──────── SELECTED TEXT

/birdseed2vcf

Convert birdseed variant file with genotypes to a VCF file

Primary LanguagePython

birdseed2vcf

Convert birdseed variant file with genotypes to a VCF file.

This enhanced version allows users to provide a mapfile/table containing birdseed filenames and corresponding sample identifiers (e.g., TCGA barcodes) for automatically naming the output VCF files and sample ids therein, either of which may be superseded by the appropriate options.

────────────────
──────── STUDY MATERIAL

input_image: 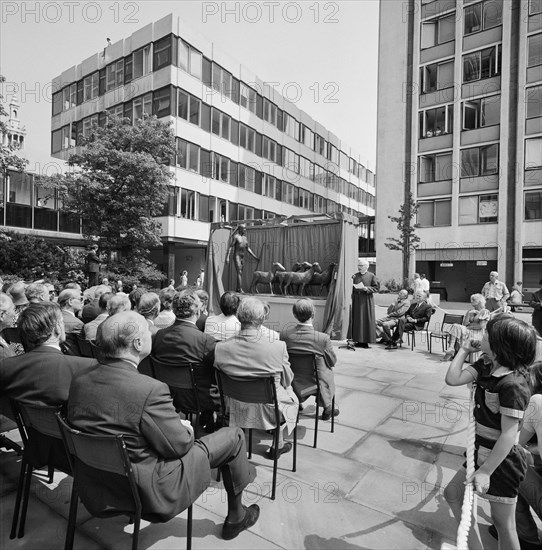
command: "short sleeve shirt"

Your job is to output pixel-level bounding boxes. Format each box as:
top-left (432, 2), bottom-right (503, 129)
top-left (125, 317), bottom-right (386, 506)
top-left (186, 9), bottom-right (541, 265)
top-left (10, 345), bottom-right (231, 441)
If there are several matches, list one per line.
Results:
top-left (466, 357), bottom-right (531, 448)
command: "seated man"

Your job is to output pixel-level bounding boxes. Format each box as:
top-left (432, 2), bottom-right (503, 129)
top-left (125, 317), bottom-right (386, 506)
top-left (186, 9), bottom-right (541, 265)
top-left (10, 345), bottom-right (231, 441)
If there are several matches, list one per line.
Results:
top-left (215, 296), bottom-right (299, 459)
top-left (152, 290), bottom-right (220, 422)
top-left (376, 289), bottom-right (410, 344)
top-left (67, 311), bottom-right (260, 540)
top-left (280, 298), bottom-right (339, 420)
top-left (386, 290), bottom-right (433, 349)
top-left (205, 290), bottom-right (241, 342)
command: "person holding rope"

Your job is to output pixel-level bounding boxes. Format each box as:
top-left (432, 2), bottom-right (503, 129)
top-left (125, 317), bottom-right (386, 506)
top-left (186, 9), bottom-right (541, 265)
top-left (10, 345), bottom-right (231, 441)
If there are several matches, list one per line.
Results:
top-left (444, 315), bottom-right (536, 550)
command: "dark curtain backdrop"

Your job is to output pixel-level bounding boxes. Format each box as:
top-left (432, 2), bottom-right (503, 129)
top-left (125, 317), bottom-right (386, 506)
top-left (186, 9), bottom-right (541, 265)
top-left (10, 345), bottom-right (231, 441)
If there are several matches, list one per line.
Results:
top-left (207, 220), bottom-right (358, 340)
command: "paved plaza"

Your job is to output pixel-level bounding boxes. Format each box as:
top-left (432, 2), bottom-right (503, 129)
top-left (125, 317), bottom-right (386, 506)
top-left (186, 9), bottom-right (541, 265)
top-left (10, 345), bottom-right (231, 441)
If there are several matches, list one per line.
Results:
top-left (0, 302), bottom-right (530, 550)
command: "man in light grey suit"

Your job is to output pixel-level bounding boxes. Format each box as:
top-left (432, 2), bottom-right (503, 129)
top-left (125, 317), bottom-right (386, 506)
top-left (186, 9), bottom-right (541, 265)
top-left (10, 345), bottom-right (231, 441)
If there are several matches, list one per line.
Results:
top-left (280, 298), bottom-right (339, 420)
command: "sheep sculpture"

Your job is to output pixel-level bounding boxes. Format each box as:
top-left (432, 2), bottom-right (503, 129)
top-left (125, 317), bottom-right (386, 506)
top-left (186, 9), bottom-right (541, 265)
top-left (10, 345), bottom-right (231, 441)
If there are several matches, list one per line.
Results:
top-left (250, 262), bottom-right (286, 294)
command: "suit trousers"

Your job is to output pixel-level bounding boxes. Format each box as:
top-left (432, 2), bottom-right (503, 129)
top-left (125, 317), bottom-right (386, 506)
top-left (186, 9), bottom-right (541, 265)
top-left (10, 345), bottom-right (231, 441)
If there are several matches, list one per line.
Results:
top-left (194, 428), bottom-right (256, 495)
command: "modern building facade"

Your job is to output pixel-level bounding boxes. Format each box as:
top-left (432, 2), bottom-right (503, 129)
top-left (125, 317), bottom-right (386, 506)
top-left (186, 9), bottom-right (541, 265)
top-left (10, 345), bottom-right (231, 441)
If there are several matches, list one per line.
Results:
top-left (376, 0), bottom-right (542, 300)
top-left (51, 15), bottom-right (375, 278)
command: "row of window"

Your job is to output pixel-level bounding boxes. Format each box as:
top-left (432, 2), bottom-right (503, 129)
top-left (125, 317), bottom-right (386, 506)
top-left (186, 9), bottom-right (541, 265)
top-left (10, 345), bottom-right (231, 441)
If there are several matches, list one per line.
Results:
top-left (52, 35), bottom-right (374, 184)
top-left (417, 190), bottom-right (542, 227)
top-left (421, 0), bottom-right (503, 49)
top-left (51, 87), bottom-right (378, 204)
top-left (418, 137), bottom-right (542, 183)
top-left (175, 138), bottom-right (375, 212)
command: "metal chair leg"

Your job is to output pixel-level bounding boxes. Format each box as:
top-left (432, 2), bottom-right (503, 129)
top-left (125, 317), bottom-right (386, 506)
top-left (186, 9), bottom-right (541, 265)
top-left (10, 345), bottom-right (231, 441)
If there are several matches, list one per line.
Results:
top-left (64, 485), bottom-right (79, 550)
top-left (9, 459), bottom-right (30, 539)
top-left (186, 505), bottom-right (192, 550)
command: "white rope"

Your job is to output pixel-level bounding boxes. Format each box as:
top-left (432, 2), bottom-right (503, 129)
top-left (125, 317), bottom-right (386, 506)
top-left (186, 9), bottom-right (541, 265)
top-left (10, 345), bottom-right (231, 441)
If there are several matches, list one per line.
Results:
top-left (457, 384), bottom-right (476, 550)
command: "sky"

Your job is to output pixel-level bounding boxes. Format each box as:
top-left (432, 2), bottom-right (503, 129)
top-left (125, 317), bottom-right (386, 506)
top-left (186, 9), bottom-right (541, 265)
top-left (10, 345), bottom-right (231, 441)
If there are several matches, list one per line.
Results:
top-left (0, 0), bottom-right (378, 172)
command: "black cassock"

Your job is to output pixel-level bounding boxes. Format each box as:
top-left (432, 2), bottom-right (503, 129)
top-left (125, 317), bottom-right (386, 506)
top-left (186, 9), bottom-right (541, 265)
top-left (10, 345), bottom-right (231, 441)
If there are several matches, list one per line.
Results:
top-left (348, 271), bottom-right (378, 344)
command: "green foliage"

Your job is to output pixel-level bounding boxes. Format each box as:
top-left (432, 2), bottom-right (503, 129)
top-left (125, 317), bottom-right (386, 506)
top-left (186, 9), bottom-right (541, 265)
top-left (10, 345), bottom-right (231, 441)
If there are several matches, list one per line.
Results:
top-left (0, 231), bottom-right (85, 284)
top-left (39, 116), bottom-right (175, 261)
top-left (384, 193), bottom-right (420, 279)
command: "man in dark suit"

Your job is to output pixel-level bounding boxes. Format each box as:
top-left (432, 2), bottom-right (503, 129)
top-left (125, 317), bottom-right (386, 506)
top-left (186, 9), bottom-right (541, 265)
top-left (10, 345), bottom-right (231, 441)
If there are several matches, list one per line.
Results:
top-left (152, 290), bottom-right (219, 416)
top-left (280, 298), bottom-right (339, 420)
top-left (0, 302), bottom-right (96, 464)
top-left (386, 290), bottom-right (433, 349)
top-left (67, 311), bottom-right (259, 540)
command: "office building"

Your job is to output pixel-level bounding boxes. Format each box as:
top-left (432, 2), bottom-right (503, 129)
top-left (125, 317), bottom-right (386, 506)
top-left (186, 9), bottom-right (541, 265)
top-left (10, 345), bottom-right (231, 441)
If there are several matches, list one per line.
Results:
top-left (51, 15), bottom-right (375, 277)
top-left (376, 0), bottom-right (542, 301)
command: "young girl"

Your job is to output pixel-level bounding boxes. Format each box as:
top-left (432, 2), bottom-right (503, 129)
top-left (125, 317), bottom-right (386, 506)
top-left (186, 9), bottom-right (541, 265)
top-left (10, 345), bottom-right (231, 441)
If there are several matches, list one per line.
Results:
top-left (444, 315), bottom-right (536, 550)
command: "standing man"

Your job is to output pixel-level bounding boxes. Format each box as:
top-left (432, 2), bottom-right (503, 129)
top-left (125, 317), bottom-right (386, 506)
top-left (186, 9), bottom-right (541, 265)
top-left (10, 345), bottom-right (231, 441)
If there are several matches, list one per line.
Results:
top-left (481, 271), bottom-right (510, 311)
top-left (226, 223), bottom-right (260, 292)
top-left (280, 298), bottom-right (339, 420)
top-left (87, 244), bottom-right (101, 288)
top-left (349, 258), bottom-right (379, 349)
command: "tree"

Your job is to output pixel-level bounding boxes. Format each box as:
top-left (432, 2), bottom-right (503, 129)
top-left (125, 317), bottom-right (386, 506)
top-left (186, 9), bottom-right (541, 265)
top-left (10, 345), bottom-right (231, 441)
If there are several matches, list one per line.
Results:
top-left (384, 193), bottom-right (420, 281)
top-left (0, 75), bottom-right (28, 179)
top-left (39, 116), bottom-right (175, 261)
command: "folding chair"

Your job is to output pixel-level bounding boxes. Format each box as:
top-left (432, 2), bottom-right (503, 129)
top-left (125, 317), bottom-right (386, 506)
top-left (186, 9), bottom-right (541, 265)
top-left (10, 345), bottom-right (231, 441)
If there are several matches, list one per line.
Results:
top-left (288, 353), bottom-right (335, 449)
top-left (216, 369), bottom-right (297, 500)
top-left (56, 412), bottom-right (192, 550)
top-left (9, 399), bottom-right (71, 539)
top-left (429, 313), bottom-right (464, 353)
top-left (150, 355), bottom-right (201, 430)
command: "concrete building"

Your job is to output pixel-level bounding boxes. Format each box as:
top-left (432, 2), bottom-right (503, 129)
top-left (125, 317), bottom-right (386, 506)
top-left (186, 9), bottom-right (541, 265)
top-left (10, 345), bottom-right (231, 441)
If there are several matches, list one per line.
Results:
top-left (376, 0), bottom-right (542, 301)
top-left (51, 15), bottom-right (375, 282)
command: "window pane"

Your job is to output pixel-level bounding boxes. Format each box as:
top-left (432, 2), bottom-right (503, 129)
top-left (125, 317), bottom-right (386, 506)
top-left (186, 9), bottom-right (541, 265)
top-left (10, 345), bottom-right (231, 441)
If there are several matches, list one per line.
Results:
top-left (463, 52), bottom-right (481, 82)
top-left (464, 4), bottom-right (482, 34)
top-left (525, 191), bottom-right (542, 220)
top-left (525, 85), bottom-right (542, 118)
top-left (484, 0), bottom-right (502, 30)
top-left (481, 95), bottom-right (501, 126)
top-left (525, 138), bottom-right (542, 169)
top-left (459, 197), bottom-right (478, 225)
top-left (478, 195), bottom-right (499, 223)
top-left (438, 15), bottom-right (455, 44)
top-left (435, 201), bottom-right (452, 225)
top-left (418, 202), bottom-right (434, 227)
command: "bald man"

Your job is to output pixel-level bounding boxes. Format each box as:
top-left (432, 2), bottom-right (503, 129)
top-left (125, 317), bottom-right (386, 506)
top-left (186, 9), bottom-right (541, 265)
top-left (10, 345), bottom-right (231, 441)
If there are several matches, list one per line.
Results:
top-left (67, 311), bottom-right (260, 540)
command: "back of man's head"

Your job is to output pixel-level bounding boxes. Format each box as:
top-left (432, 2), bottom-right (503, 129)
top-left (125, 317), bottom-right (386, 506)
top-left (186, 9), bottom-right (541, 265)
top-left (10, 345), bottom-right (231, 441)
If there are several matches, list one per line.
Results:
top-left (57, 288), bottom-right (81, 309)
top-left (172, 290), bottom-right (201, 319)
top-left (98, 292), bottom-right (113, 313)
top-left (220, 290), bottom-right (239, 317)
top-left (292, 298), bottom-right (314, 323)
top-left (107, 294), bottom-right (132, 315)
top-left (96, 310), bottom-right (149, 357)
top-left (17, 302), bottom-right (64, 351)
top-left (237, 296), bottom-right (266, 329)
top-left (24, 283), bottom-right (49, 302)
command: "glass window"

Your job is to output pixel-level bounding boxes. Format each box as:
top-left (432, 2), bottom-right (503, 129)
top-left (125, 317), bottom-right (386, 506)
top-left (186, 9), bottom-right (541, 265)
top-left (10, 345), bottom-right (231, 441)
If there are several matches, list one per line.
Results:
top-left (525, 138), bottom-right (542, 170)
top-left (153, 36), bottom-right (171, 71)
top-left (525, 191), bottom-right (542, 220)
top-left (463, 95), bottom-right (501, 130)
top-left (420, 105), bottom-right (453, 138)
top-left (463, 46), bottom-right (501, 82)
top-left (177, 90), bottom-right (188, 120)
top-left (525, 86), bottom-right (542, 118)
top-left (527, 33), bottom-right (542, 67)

────────────────

BRIEF 1 :: In the birdseed2vcf text, what is listed as the primary language?
BRIEF 2 :: Pick up the birdseed2vcf text after its last sentence and keep writing it.
The records have no connection to the birdseed2vcf text.

ANSWER AREA 1 :: Python.

ANSWER AREA 2 ::
Requirements

Summary

birdseed2vcf.py [-h] --birdseed BIRDSEED [--output_vcf OUTPUT_VCF] --array_sample ARRAY_SAMPLE [--vcf_sample VCF_SAMPLE] [--mapfile MAPFILE] --snp_annotation_file SNP_ANNOTATION_FILE --fasta FASTA [--add_chr] [--dont_convert_MT_to_M] [--show_dropped_sites] [--sort_on_the_fly] [--contig_ordering CONTIG_ORDERING] [--drop_tri_allelic]

Example conversion script (example.sh):

#!/bin/bash

export PYTHONPATH=/usr/local/lib/python2.7/site-packages/

sample=GHOUL_p_TCGASNP_b85and51R_N_GenomeWideSNP_6_F04_735226
tcgaMeta=broad.mit.edu_BRCA.Genome_Wide_SNP_6.sdrf.txt
snpAnno=GenomeWideSNP_6.na35.annot.csv

python ./birdseed2vcf.py \
   --birdseed $sample.birdseed.data.txt \
   --snp_annotation_file $snpAnno \
   --array_sample $sample \
   --fasta GRCh37-lite.fa \
   --mapfile $tcgaMeta \
   --dont_convert_MT_to_M \
   --show_dropped_sites \
   --drop_tri_allelic

Refer to the global variables section in the python script to modify which strings are used for searching column headers in the mapfile.